[Polygon annotations for photos]
[Start]

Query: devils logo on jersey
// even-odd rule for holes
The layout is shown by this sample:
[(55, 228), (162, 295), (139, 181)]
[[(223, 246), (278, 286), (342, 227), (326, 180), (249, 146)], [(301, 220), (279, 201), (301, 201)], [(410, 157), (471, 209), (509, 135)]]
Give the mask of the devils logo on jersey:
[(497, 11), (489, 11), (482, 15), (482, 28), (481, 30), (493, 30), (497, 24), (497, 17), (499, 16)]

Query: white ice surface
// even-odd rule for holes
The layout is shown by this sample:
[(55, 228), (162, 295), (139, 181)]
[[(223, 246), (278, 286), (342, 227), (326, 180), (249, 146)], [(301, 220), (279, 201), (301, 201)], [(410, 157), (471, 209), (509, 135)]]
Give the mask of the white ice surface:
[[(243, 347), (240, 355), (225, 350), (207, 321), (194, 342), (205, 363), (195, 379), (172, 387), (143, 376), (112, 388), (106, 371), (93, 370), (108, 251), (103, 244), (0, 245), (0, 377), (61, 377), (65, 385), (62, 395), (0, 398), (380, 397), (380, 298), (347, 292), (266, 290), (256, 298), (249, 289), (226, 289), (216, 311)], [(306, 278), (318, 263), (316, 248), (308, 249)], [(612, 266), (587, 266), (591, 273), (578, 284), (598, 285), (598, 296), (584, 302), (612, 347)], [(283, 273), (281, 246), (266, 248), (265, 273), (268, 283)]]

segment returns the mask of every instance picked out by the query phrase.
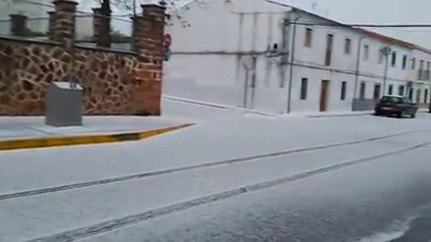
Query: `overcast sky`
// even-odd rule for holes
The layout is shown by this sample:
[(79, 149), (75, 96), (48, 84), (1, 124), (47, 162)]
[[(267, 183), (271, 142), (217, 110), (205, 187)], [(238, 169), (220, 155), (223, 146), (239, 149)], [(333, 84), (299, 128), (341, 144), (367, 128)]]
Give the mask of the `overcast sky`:
[[(311, 10), (312, 0), (278, 0)], [(317, 0), (317, 13), (347, 23), (431, 24), (431, 0)], [(395, 29), (372, 30), (431, 48), (431, 28)]]
[[(181, 0), (187, 2), (189, 0)], [(316, 13), (346, 23), (431, 24), (431, 0), (277, 0), (311, 11), (313, 11), (311, 5), (314, 0), (317, 3)], [(94, 0), (80, 1), (81, 6), (86, 8), (94, 5)], [(431, 28), (371, 30), (431, 49)]]

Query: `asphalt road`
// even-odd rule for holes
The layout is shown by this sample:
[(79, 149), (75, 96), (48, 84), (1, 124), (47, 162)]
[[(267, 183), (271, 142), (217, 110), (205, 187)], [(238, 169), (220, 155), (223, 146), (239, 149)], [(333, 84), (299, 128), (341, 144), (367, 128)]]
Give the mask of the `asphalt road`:
[(430, 123), (247, 118), (0, 153), (0, 241), (430, 242)]
[(431, 241), (431, 147), (196, 207), (84, 241)]

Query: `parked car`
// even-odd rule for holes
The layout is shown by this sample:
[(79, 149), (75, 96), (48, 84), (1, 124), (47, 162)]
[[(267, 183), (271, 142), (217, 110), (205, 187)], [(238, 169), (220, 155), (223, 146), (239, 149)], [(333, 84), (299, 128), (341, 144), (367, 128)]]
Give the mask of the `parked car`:
[(399, 118), (408, 115), (416, 117), (418, 107), (408, 98), (399, 96), (384, 96), (376, 105), (376, 116), (395, 115)]

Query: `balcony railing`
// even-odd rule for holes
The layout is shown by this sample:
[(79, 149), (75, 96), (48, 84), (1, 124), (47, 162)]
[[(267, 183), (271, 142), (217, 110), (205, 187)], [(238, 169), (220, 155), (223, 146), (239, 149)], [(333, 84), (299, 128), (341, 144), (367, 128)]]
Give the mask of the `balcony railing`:
[(419, 81), (430, 81), (430, 70), (418, 70), (418, 80)]

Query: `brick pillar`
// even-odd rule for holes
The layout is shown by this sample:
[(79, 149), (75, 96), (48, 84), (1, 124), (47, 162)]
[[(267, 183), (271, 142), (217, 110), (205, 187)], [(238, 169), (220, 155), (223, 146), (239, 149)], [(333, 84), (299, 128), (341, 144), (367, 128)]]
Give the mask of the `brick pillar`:
[(70, 0), (55, 0), (55, 14), (52, 28), (54, 40), (61, 43), (65, 51), (69, 54), (71, 60), (67, 80), (72, 87), (75, 87), (77, 80), (74, 77), (75, 70), (75, 14), (77, 3)]
[(54, 1), (55, 16), (52, 30), (55, 40), (61, 42), (73, 42), (75, 38), (75, 13), (77, 4), (71, 0)]
[(103, 16), (101, 8), (93, 8), (93, 40), (97, 46), (109, 48), (111, 47), (111, 33), (106, 30), (111, 28), (111, 17)]
[(142, 7), (143, 16), (137, 17), (134, 26), (135, 47), (141, 64), (135, 69), (135, 110), (159, 115), (165, 8), (154, 4)]
[(54, 27), (55, 24), (55, 11), (50, 11), (48, 12), (48, 16), (49, 16), (49, 22), (48, 23), (48, 37), (49, 40), (54, 40), (55, 37), (54, 36)]
[(134, 26), (135, 46), (143, 62), (156, 64), (162, 60), (165, 8), (157, 4), (142, 7), (143, 16), (137, 17)]
[(17, 36), (24, 36), (27, 32), (27, 16), (22, 14), (11, 14), (10, 33)]

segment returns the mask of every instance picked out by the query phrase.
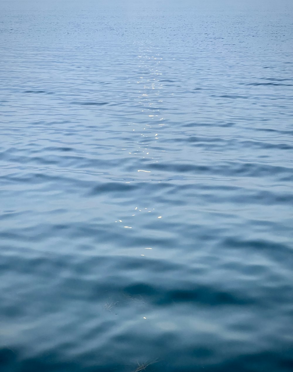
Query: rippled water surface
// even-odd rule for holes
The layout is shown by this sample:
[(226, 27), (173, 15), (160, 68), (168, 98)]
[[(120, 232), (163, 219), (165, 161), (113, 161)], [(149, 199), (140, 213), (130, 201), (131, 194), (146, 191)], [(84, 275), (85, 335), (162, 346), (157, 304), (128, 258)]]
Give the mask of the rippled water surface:
[(0, 3), (3, 372), (293, 369), (293, 3)]

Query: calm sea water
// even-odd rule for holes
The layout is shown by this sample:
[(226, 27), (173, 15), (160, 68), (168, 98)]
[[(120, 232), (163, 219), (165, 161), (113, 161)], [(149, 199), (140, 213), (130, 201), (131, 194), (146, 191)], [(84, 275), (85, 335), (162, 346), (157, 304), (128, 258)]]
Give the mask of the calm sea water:
[(293, 3), (1, 1), (1, 372), (293, 369)]

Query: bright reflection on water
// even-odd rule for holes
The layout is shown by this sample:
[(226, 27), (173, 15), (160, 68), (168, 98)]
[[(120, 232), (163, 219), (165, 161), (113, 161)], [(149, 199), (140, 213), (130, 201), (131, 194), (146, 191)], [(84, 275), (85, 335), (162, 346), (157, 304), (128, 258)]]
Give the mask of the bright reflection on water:
[(292, 2), (1, 6), (1, 372), (291, 372)]

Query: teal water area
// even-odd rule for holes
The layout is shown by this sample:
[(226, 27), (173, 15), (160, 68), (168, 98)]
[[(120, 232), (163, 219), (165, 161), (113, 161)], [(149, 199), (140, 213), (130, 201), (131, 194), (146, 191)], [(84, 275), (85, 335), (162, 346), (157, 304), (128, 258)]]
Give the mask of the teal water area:
[(1, 372), (292, 372), (293, 3), (0, 3)]

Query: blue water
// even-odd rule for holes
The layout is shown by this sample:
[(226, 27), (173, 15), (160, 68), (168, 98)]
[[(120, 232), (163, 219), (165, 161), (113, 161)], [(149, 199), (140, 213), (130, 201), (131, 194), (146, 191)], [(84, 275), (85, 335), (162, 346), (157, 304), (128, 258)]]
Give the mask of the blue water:
[(0, 7), (1, 372), (292, 372), (293, 3)]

[End]

Can you lay out every line of the records above as a Markdown table with the columns "Row" (the row number) and "Line" (the line itself)? Skip blank lines and leave the pictures out.

| Row | Line |
|---|---|
| 1 | Query: devils logo on jersey |
| 2 | // even-odd rule for holes |
| 3 | The layout is shown by this sample: |
| 4 | [(55, 228), (162, 295), (139, 181)] |
| 5 | [[(223, 246), (278, 286), (342, 227), (326, 180), (249, 146)], [(301, 220), (279, 201), (301, 201)], [(410, 157), (471, 209), (509, 135)]] |
| 6 | Give the mask of the devils logo on jersey: |
| 7 | [(497, 11), (489, 11), (482, 15), (482, 28), (481, 30), (493, 30), (497, 24), (497, 17), (499, 16)] |
| 8 | Query: white ice surface |
| 9 | // even-odd rule for holes |
| 10 | The layout is shown by this sample: |
| 11 | [(55, 228), (162, 295), (139, 181)] |
| 12 | [[(223, 246), (278, 286), (342, 227), (326, 180), (249, 146)], [(301, 220), (279, 201), (301, 201)], [(410, 157), (471, 209), (509, 135)]] |
| 13 | Give the mask of the white ice surface: |
| 14 | [[(243, 347), (240, 355), (225, 350), (207, 321), (194, 342), (205, 363), (195, 379), (172, 387), (143, 376), (112, 388), (106, 371), (93, 370), (108, 251), (103, 244), (0, 245), (0, 377), (61, 377), (65, 385), (62, 395), (0, 398), (380, 397), (380, 298), (347, 292), (266, 290), (256, 298), (249, 289), (226, 289), (216, 311)], [(306, 278), (318, 263), (316, 248), (308, 249)], [(612, 266), (587, 266), (591, 273), (578, 284), (598, 285), (598, 296), (584, 302), (612, 347)], [(283, 273), (281, 246), (266, 248), (265, 273), (268, 283)]] |
| 15 | segment returns the mask of every instance picked out by the query phrase. |
| 16 | Query: `overcast sky` |
| 17 | // even-odd rule for holes |
| 18 | The layout is shown by this sample: |
| 19 | [(79, 149), (75, 96), (48, 84), (1, 124), (47, 162)] |
| 20 | [[(267, 183), (271, 142), (217, 110), (205, 187)], [(238, 169), (220, 155), (223, 146), (239, 149)], [(333, 84), (299, 128), (341, 144), (367, 128)]] |
| 21 | Give the mask of the `overcast sky`: |
| 22 | [[(311, 10), (312, 0), (278, 0)], [(317, 0), (317, 13), (347, 23), (431, 24), (431, 0)], [(395, 29), (372, 30), (431, 48), (431, 28)]] |
| 23 | [[(181, 0), (187, 2), (189, 0)], [(316, 13), (346, 23), (431, 24), (431, 0), (277, 0), (311, 11), (313, 11), (311, 5), (314, 0), (317, 3)], [(94, 0), (80, 1), (81, 6), (86, 8), (94, 5)], [(431, 28), (371, 30), (431, 49)]] |
| 24 | Query: `asphalt road` |
| 25 | // even-odd rule for holes |
| 26 | The layout is shown by this sample: |
| 27 | [(79, 149), (75, 96), (48, 84), (1, 124), (47, 162)] |
| 28 | [[(267, 183), (271, 142), (217, 110), (205, 187)], [(238, 169), (220, 155), (223, 146), (239, 149)], [(333, 84), (299, 128), (341, 144), (367, 128)]] |
| 29 | Give the mask of the `asphalt road`: |
| 30 | [(430, 123), (247, 118), (0, 153), (0, 241), (430, 242)] |
| 31 | [(431, 241), (431, 147), (196, 207), (84, 241)] |
| 32 | Query: `parked car` |
| 33 | // even-odd rule for holes |
| 34 | The layout is shown by this sample: |
| 35 | [(79, 149), (75, 96), (48, 84), (1, 124), (47, 162)] |
| 36 | [[(267, 183), (271, 142), (217, 110), (205, 187)], [(238, 169), (220, 155), (223, 146), (239, 149)], [(333, 84), (299, 128), (341, 144), (367, 128)]] |
| 37 | Give the mask of the `parked car`: |
| 38 | [(399, 118), (408, 115), (416, 117), (418, 107), (408, 98), (399, 96), (384, 96), (376, 105), (376, 116), (395, 115)] |
| 39 | Query: `balcony railing` |
| 40 | // even-odd rule for holes |
| 41 | The layout is shown by this sample: |
| 42 | [(79, 149), (75, 96), (48, 84), (1, 124), (47, 162)] |
| 43 | [[(267, 183), (271, 142), (217, 110), (205, 187)], [(238, 169), (220, 155), (223, 146), (239, 149)], [(333, 84), (299, 128), (341, 144), (367, 128)]] |
| 44 | Give the mask of the `balcony railing`: |
| 45 | [(419, 81), (430, 81), (430, 70), (418, 70), (418, 80)] |
| 46 | Query: `brick pillar` |
| 47 | // even-odd rule for holes |
| 48 | The layout is shown by this sample: |
| 49 | [(79, 149), (75, 96), (48, 84), (1, 124), (47, 162)] |
| 50 | [[(267, 183), (271, 142), (217, 110), (205, 187)], [(238, 169), (220, 155), (223, 146), (239, 149)], [(333, 84), (299, 128), (341, 144), (367, 128)]] |
| 51 | Give the mask of the `brick pillar`: |
| 52 | [(70, 0), (55, 0), (55, 14), (52, 28), (54, 40), (61, 43), (65, 51), (69, 54), (71, 60), (67, 80), (72, 87), (75, 87), (77, 80), (74, 77), (75, 70), (75, 14), (77, 3)] |
| 53 | [(54, 1), (55, 16), (52, 30), (55, 40), (61, 42), (73, 42), (75, 38), (75, 13), (77, 4), (71, 0)] |
| 54 | [(103, 16), (101, 8), (93, 8), (93, 40), (97, 46), (109, 48), (111, 47), (111, 33), (106, 30), (111, 28), (111, 17)] |
| 55 | [(142, 7), (143, 16), (137, 17), (134, 26), (135, 47), (141, 64), (135, 69), (135, 110), (159, 115), (165, 8), (154, 4)] |
| 56 | [(54, 27), (55, 24), (55, 11), (50, 11), (48, 12), (48, 16), (49, 16), (49, 22), (48, 23), (48, 37), (49, 40), (54, 40), (55, 37), (54, 36)] |
| 57 | [(134, 26), (135, 46), (143, 62), (156, 64), (162, 60), (165, 8), (157, 4), (142, 7), (143, 16), (137, 17)] |
| 58 | [(17, 36), (24, 36), (27, 32), (27, 16), (22, 14), (11, 14), (10, 33)] |
| 59 | segment returns the mask of every instance picked out by the query phrase. |
| 60 | Query: rippled water surface |
| 61 | // even-odd rule for holes |
| 62 | The layout is shown by this sample: |
| 63 | [(226, 27), (173, 15), (160, 68), (168, 98)] |
| 64 | [[(120, 232), (163, 219), (165, 161), (113, 161)], [(149, 199), (140, 213), (130, 201), (131, 194), (146, 191)], [(84, 275), (85, 335), (162, 346), (157, 304), (128, 258)]] |
| 65 | Give the mask of the rippled water surface: |
| 66 | [(0, 3), (3, 372), (293, 369), (293, 3)] |
| 67 | Query: calm sea water |
| 68 | // even-odd rule for holes |
| 69 | The layout is shown by this sample: |
| 70 | [(226, 27), (173, 15), (160, 68), (168, 98)] |
| 71 | [[(120, 232), (163, 219), (165, 161), (113, 161)], [(149, 199), (140, 213), (130, 201), (131, 194), (146, 191)], [(84, 275), (85, 335), (162, 346), (157, 304), (128, 258)]] |
| 72 | Give the mask of the calm sea water: |
| 73 | [(293, 3), (1, 1), (1, 372), (293, 369)] |
| 74 | Query: bright reflection on water |
| 75 | // even-odd rule for holes |
| 76 | The layout is shown by this sample: |
| 77 | [(226, 27), (173, 15), (160, 68), (168, 98)] |
| 78 | [[(120, 232), (163, 219), (165, 161), (113, 161)], [(149, 199), (140, 213), (130, 201), (131, 194), (146, 191)], [(84, 275), (85, 335), (162, 346), (157, 304), (128, 258)]] |
| 79 | Give the mask of the bright reflection on water: |
| 80 | [(292, 2), (1, 6), (1, 372), (291, 372)] |
| 81 | Query: teal water area |
| 82 | // even-odd rule for holes |
| 83 | The layout is shown by this sample: |
| 84 | [(226, 27), (173, 15), (160, 68), (168, 98)] |
| 85 | [[(120, 232), (163, 219), (165, 161), (113, 161)], [(149, 199), (140, 213), (130, 201), (131, 194), (146, 191)], [(84, 275), (85, 335), (162, 346), (157, 304), (128, 258)]] |
| 86 | Give the mask of the teal water area: |
| 87 | [(1, 372), (292, 372), (293, 3), (0, 3)] |
| 88 | Query: blue water |
| 89 | // even-odd rule for holes |
| 90 | The layout is shown by this sample: |
| 91 | [(226, 27), (173, 15), (160, 68), (168, 98)] |
| 92 | [[(120, 232), (163, 219), (165, 161), (113, 161)], [(149, 199), (140, 213), (130, 201), (131, 194), (146, 191)], [(84, 275), (85, 335), (162, 346), (157, 304), (128, 258)]] |
| 93 | Give the mask of the blue water: |
| 94 | [(0, 7), (1, 372), (292, 372), (293, 3)] |